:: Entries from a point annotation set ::
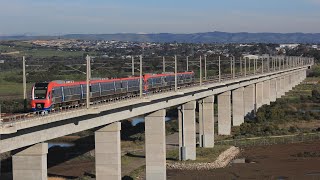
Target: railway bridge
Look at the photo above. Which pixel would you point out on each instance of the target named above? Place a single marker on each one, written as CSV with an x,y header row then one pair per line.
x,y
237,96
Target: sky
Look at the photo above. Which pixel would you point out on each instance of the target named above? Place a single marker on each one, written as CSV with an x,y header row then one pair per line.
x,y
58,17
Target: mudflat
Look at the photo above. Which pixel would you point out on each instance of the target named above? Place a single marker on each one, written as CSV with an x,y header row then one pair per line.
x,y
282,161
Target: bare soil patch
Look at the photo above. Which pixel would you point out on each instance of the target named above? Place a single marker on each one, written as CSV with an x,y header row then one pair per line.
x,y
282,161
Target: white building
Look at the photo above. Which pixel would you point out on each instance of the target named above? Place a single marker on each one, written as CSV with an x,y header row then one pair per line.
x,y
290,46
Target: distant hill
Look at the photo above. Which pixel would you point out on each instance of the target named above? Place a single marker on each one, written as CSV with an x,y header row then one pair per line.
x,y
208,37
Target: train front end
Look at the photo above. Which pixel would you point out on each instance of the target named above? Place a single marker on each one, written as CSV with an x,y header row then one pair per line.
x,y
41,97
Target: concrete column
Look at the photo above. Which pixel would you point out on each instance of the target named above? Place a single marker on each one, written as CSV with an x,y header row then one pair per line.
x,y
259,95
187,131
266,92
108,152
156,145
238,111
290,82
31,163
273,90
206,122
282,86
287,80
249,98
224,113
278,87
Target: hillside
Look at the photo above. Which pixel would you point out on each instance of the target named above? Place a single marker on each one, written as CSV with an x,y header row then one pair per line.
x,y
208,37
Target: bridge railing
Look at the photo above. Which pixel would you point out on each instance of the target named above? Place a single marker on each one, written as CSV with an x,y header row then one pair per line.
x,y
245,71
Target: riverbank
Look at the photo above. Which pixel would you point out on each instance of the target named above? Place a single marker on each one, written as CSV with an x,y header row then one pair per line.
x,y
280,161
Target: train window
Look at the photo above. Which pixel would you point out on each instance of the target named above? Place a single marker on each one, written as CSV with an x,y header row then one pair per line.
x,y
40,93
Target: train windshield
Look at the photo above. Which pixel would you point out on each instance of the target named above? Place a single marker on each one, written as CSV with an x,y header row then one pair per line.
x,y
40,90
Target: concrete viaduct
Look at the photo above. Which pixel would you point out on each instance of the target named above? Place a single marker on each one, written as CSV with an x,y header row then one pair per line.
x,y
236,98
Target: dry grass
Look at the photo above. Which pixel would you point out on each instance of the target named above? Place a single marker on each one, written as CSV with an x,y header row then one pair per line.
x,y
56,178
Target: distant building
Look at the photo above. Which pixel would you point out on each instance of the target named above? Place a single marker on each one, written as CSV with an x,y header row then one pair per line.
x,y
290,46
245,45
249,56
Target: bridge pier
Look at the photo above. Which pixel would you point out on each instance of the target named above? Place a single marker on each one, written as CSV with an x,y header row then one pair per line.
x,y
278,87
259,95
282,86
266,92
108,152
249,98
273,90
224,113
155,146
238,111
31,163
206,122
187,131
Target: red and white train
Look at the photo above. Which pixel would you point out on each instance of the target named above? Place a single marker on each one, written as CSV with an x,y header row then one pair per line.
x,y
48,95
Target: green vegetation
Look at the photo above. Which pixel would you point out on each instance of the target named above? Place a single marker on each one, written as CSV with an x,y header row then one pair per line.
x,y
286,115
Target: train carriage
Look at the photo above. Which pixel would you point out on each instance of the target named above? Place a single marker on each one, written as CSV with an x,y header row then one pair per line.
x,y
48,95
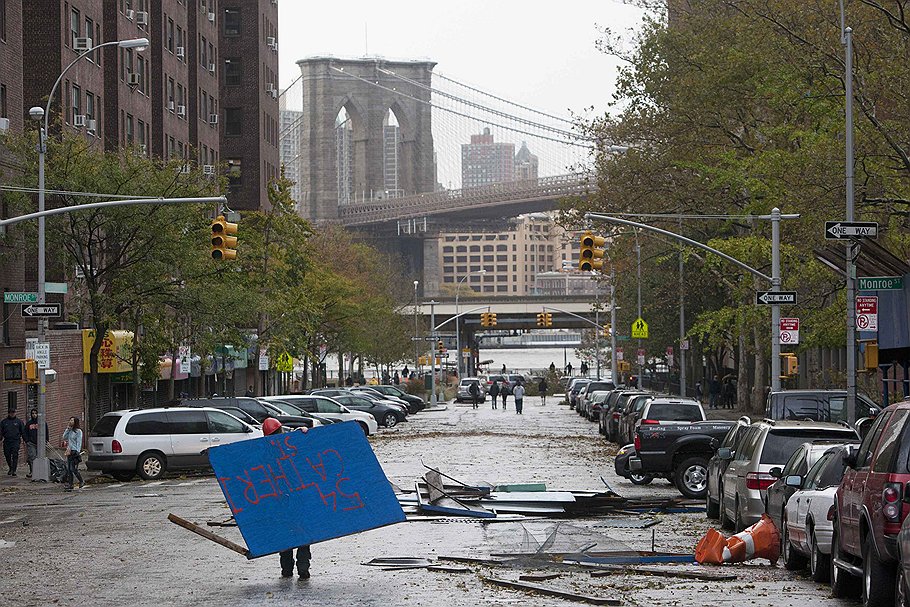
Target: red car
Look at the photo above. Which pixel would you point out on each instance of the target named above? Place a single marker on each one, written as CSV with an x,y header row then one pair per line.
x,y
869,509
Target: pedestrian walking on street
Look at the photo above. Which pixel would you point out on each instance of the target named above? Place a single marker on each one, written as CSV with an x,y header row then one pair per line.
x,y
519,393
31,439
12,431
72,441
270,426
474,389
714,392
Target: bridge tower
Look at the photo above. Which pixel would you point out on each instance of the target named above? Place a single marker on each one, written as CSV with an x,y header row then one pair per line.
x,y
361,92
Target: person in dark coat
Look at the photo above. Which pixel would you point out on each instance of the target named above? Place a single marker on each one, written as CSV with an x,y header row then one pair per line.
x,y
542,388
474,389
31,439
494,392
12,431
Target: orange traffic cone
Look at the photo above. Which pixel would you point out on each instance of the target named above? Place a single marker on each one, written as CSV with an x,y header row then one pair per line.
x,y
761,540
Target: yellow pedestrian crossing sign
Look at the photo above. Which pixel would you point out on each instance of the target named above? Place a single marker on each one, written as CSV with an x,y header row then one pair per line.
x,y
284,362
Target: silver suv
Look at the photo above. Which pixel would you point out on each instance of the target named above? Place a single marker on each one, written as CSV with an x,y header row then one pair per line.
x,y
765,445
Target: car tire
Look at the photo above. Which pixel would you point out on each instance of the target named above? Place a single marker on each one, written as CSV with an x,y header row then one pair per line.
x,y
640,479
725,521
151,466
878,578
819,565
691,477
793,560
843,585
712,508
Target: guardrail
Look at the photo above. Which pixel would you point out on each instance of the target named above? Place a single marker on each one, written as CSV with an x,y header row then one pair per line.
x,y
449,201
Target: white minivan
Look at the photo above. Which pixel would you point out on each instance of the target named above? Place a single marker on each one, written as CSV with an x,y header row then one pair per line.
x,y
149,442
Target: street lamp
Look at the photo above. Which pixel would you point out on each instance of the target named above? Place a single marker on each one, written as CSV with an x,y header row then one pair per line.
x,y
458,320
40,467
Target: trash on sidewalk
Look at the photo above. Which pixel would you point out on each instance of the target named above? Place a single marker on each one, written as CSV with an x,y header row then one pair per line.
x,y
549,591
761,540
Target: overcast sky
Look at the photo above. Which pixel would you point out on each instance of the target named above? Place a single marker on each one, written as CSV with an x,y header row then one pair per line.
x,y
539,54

---

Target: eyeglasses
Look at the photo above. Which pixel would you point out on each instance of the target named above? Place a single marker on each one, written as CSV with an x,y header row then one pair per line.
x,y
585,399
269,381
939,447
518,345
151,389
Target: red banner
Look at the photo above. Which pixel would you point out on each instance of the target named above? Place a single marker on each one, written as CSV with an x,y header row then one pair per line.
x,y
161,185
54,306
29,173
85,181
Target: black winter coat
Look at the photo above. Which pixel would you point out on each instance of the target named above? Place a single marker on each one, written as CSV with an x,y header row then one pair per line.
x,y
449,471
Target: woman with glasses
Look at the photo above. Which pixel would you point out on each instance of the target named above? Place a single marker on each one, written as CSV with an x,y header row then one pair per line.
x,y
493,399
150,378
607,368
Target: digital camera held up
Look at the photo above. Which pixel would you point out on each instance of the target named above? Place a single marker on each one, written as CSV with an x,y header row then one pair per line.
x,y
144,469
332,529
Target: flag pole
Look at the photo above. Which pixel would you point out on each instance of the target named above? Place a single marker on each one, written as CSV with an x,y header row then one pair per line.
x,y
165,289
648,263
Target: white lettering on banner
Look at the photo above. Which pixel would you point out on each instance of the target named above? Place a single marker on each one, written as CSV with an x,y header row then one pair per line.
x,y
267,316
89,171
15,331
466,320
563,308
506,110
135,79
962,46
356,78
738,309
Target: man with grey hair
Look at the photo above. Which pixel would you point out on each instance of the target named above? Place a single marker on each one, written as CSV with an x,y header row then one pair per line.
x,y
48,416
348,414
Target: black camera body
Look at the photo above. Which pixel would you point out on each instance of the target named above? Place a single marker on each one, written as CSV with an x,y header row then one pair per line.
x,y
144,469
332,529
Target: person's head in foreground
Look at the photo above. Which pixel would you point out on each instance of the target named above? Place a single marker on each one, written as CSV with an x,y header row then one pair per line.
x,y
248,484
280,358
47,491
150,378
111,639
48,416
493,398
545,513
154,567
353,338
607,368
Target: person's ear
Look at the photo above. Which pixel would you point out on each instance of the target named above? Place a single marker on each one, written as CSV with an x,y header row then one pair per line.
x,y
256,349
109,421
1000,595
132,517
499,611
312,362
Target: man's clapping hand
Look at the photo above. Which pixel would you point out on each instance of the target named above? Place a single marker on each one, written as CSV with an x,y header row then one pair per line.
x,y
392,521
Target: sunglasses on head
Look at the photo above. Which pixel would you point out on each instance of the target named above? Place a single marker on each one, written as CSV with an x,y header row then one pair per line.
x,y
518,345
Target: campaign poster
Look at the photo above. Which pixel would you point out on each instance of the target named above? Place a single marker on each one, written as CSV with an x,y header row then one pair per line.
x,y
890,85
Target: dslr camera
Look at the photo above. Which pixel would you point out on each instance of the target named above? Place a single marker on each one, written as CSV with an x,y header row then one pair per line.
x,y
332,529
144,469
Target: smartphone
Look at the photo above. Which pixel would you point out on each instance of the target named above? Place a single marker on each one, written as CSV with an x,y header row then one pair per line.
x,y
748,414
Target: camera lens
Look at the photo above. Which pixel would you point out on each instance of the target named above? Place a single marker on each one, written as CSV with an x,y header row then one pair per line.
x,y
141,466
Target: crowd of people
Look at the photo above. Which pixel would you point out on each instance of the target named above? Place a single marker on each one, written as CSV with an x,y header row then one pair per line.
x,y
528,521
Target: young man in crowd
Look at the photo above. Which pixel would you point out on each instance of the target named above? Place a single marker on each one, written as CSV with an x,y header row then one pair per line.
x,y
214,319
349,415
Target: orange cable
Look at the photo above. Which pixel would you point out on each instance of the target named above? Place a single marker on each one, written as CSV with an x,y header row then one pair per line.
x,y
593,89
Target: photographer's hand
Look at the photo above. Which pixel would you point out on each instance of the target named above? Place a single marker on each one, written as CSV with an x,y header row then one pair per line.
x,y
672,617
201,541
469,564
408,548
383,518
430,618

:: What you are asked to do ::
How many lines of the records contain the string "black"? Reply with the number only.

:: Answer for this exercise ::
2